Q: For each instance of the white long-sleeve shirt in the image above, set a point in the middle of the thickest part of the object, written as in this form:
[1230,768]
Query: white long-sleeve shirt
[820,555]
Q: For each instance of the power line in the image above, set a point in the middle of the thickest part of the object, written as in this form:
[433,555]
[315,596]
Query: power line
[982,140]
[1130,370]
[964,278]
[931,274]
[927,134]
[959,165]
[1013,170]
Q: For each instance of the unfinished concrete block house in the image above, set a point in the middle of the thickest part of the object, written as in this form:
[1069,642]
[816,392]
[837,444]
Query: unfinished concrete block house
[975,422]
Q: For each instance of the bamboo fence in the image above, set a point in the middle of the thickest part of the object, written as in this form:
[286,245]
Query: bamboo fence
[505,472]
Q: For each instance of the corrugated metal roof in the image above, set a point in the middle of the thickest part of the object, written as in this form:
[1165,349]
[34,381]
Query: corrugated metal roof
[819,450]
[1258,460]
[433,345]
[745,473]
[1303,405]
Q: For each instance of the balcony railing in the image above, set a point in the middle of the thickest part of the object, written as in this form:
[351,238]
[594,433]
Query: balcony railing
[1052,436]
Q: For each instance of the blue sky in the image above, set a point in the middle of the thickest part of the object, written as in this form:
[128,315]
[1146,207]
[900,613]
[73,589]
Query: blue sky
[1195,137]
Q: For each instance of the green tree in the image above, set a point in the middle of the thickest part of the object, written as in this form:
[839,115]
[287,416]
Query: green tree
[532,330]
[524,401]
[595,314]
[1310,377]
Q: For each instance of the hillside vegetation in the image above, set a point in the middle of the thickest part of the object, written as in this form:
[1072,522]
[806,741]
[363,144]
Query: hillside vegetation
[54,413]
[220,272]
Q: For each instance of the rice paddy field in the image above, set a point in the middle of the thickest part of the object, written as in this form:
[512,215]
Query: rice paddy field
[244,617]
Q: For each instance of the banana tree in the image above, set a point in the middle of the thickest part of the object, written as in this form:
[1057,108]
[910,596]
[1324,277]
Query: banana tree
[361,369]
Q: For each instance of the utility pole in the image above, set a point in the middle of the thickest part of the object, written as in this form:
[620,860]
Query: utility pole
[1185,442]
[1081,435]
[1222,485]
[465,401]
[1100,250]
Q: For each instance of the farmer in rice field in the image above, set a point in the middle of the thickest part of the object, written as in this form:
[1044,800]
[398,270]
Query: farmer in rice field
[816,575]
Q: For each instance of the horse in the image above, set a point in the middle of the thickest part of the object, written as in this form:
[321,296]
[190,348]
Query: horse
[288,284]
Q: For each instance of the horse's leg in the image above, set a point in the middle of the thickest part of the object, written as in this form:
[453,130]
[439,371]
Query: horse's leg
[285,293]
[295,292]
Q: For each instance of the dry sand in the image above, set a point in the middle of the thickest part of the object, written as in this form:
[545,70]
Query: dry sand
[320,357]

### THE TASK
Reproduce all of the entries above verbatim.

### REPLY TO THE TASK
Q: For each instance of the white long-sleeve shirt in the image above, set a point in the middle of the thickest part of the object, written as in this form:
[1230,768]
Query: white long-sleeve shirt
[820,555]
Q: For each instance of the power line in the image above, set a point in the middle of the thickest part of the object, written as in this form:
[433,555]
[315,596]
Query: power line
[982,140]
[1130,370]
[964,278]
[931,274]
[927,134]
[959,165]
[1013,170]
Q: For each instance of the unfinished concrete block house in the image above, set a point in the middle of the thickest part of the object, written as in this form:
[1069,642]
[816,392]
[837,444]
Query: unfinished concrete block house
[975,422]
Q: For each instance of the bamboo fence in the image above, set a point in the middle of the thickest part of the object, written as in this form:
[286,245]
Query: bamboo fence
[505,472]
Q: For each instance of the corrugated metal roof in the image above, set a point in the middle of the thickest part of the object, written as in this form:
[1165,349]
[34,381]
Query: corrugated metal roof
[819,450]
[1258,460]
[433,345]
[745,473]
[1303,405]
Q: For each instance of the balcony railing in the image above, set a point in the middle of the thickest part of the object, written as in this form:
[351,238]
[594,433]
Query: balcony railing
[1052,436]
Q: For each instance of the blue sky in the image above, set a point in the middle of the thickest part of the object, written as in this form:
[128,315]
[1146,207]
[900,613]
[73,589]
Query: blue sky
[1195,137]
Q: For each instance of the green tree in the image above, set a point in the middle of the thickest part of the object, written as in this form:
[839,115]
[287,416]
Query: green tree
[532,330]
[524,401]
[595,314]
[1310,377]
Q: For each instance of the hillside vegetation in the image above, set a point in the middle of the thickest part of the object, written as in this form:
[1072,522]
[806,741]
[363,144]
Query: hillside vegetation
[54,413]
[220,272]
Q: For each instance of the rice paddy field in the image above, set a point in the middle of the thickest part of the object, written as in this form:
[512,215]
Query: rice paddy field
[244,617]
Q: For each instance of the banana tree in the image above, set a point in the middle of the thickest part of the object, written as in this form:
[1057,108]
[910,596]
[1324,277]
Query: banana tree
[361,369]
Q: For each instance of the utility pole in the image above, set a point in the middle of the thickest part of the object, written as in this form:
[620,860]
Query: utility pole
[1185,442]
[1081,435]
[1222,485]
[465,401]
[1100,250]
Q: For each instance of the farmer in rice field in the image above, set a point in the middle of the thickest part of the object, written as in this form:
[1044,800]
[398,270]
Query: farmer in rice field
[816,575]
Q: For each instance of the horse in the image above, set a point in the middle of the thickest part of the object, written as in this form:
[321,296]
[190,348]
Query: horse
[288,284]
Q: For each instance of the horse's leg in the image above, set a point in the middle of the thickest part of the object, written as in this form:
[453,130]
[439,371]
Query: horse's leg
[285,293]
[295,292]
Q: For each instance of the dry sand in the image above, set a point in the middle of the thickest part of the object, written as in this form:
[545,70]
Query: dry sand
[320,357]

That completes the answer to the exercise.